**Provided passage:**
=-=-=

Management believes that the material weaknesses set forth above were the result of the scale of our operations and intrinsic to our small size. Management also believes that these weaknesses did not have an effect on our financial results.

We are committed to improving our financial organization. As part of this commitment, we will, as soon as funds are available to the Company (1) appoint outside directors to our board of directors sufficient to form an audit committee and who will undertake the oversight in the establishment and monitoring of required internal controls and procedures; (2) create a position to segregate duties consistent with control objectives and to increase our personnel resources. We will continue to monitor and evaluate the effectiveness of our internal controls and procedures and our internal controls over financial reporting on an ongoing basis and are committed to taking further action and implementing additional enhancements or improvements, as necessary, and as funds allow.

 
24

 
 
Because of its inherent limitations, internal control over financial reporting may not prevent or detect misstatements. Projections of any evaluation of effectiveness to future periods are subject to the risk that controls may become inadequate because of changes in conditions, or that the degree of compliance with the policies or procedures may deteriorate. All internal control systems, no matter how well designed, have inherent limitations. Therefore, even those systems determined to be effective can provide only reasonable assurance with respect to financial statement preparation and presentation.

=-=-=

**Data excerpt:**
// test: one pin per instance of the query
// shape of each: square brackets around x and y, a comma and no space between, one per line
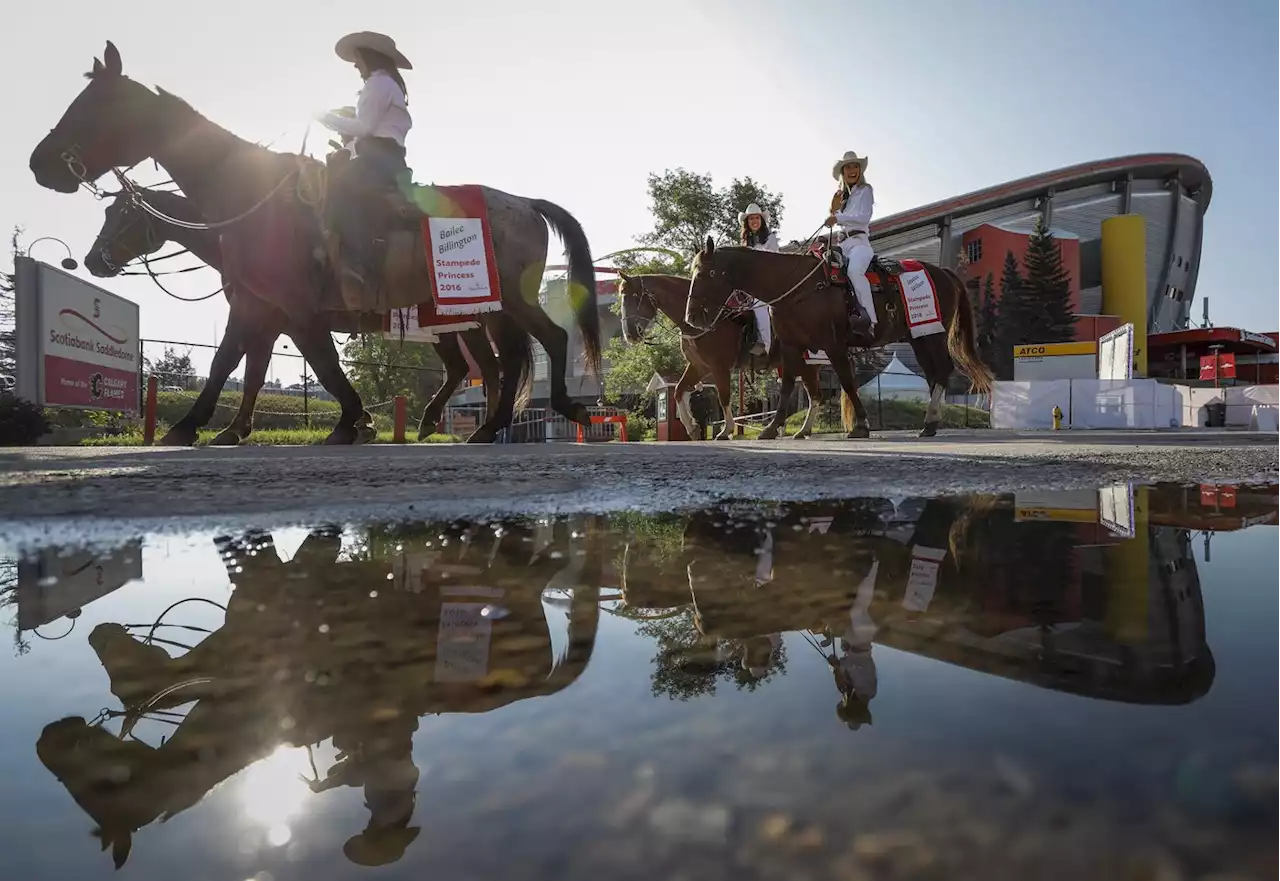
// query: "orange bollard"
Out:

=-=-=

**Work to do:**
a – According to the internal controls text, what does management believe caused the material weaknesses?
b – Reproduce the internal controls text from "Management believes that" to "our financial results.", swapping "Management" for "Leadership".
c – Write the next few sentences of the internal controls text, picking up after its final sentence.
The listing has no connection to the internal controls text.

**Set of answers:**
a – The scale of the company's operations and its small size.

b –
Leadership believes that the material weaknesses set forth above were the result of the scale of our operations and intrinsic to our small size. Leadership also believes that these weaknesses did not have an effect on our financial results.

c –
Changes in Internal Control over Financial Reporting

During the period covered by this report, there were no changes (including corrective actions with regard to significant deficiencies or material weaknesses) in our internal controls over financial reporting that occurred that have materially affected, or are reasonably likely to materially affect, our internal control over financial reporting.

This annual report does not include an attestation report of our registered public accounting firm regarding internal control over financial reporting.  We are not required to provide an attestation report by our registered public accounting firm pursuant to the rules of the Securities and Exchange Commission.

ITEM 9B.  OTHER INFORMATION

There is no further information required to be disclosed in a report on Form 8-K during the fourth quarter of the year covered by the Form 10-K, but that was not reported, whether or not otherwise required by this Form 10-K.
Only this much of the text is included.